━━ QUOTED PASSAGE

Compilation album by Various artists
- Released: 27 January 1998
- Genre: World, South African
- Length: 70:27
- Label: World Music Network

Full series chronology
| African Blues (1998) | The Rough Guide to the Music of South Africa (1998) | The Rough Guide to the Music of Brazil (1998) |

= The Rough Guide to the Music of South Africa (1998 album) =

1998 compilation album by various artists

The Rough Guide to the Music of South Africa is a world music compilation album originally released in 1998. Part of the World Music Network Rough Guides series, the album spotlights the music of South Africa. Liner notes were written by Tom Andrews and Rob Allingham, a discographer and music historian specializing in South Africa. Phil Stanton, co-founder of the World Music Network, was the producer. This was the first of two similarly named albums: the second edition, featuring approximately half of the same artists, was released in 2007.

==Critical reception==

Raymond McKinney of AllMusic wrote that "newcomers would find much to savour" in the album.

━━━━

**REQUIRED WORK**.
Answer these about the South Africa compilation album text above:
(a) Which label released the album?
(b) Who produced it?
(c) Which AllMusic writer reviewed it?

━━ RAW RECORDS

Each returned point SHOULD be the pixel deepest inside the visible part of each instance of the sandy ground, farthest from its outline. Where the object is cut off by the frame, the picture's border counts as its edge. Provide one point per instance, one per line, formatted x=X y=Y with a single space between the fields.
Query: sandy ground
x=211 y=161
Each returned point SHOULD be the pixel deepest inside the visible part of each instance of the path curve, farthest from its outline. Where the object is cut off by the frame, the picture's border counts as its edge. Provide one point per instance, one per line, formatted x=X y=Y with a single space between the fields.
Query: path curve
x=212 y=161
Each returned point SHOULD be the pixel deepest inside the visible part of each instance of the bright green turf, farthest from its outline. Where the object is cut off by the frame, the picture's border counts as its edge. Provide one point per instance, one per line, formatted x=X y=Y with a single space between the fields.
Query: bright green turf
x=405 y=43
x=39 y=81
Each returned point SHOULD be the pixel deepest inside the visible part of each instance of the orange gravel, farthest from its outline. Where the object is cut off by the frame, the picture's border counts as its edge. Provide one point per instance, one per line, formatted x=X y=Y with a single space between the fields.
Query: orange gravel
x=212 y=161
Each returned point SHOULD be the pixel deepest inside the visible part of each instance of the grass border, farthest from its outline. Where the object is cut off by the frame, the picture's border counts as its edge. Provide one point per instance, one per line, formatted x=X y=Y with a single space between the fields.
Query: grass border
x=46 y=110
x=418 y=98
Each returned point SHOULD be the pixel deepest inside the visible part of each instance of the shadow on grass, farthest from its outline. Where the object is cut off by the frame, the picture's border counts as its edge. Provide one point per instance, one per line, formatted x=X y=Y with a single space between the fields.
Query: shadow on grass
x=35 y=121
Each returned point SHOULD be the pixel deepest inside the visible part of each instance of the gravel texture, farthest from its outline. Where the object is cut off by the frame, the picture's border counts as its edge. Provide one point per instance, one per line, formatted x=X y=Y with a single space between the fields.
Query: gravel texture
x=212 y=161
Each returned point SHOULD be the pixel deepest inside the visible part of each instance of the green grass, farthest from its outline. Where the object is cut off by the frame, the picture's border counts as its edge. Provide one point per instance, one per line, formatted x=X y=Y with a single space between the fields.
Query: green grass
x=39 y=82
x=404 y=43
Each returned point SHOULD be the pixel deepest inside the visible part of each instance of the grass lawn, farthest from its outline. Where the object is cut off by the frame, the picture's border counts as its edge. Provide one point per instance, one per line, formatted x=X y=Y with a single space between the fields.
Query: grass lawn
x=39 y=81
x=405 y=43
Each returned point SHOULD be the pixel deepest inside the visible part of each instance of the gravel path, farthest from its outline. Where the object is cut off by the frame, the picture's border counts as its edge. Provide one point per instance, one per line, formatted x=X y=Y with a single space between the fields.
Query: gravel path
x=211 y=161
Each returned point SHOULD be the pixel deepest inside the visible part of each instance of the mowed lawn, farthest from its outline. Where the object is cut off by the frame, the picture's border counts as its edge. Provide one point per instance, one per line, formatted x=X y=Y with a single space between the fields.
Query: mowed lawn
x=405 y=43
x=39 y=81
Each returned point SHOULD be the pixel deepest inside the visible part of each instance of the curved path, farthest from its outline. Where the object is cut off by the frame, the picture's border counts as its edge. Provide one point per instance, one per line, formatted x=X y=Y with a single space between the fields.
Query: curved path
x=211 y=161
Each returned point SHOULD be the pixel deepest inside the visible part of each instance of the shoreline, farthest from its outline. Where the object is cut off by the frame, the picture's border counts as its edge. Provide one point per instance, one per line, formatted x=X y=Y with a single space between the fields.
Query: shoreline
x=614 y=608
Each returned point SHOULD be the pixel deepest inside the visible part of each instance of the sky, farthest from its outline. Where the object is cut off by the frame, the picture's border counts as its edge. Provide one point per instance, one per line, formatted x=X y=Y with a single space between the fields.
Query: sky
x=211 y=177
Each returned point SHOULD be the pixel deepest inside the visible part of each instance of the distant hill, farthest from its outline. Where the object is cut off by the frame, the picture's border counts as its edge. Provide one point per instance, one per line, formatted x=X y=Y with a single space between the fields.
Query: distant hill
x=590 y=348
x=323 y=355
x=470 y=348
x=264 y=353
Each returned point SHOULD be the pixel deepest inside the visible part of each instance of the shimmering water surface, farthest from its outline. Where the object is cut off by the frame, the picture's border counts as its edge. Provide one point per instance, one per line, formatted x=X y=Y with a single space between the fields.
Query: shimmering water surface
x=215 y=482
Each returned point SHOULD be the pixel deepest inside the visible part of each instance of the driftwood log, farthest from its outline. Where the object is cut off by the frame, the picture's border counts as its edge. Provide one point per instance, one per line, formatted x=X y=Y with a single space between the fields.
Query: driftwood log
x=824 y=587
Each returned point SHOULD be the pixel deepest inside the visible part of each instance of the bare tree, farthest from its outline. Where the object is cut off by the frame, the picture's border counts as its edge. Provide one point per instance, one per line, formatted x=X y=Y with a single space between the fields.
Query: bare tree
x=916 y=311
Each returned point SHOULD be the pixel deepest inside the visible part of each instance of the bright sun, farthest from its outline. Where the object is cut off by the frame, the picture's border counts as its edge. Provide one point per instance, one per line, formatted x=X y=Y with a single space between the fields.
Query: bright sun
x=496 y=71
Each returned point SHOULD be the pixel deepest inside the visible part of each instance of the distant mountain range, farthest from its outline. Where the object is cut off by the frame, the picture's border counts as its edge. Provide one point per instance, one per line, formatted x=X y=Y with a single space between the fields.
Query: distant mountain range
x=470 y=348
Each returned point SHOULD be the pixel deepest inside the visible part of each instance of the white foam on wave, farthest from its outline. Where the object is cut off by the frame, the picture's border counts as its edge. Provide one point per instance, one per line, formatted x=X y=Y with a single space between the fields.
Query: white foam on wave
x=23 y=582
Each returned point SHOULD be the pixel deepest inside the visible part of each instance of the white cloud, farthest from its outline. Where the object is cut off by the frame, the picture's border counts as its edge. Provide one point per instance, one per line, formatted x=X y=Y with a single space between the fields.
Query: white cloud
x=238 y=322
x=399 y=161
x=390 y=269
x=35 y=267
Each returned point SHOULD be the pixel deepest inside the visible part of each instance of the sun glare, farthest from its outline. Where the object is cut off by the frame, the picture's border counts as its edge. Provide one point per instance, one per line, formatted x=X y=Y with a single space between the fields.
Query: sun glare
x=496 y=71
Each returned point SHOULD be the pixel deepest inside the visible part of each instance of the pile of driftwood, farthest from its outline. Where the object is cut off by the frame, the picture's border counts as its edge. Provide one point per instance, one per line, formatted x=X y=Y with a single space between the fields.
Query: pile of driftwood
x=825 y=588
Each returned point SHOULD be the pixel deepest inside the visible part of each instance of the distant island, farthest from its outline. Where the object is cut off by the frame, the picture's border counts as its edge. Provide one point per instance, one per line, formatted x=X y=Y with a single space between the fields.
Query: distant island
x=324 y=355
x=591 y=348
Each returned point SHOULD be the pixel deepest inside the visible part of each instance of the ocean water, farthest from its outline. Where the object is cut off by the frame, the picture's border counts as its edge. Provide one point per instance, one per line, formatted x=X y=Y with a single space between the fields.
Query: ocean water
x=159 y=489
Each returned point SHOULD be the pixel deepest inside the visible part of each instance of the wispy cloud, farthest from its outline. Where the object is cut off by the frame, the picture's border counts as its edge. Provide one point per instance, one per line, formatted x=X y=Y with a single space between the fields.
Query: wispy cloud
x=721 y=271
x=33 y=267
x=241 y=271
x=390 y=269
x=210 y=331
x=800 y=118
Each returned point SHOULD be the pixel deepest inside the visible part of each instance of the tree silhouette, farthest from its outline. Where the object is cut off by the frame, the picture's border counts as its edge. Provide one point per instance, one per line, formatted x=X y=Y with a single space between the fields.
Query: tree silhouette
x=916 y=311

━━━━

**FULL OUTPUT**.
(a) World Music Network
(b) Phil Stanton
(c) Raymond McKinney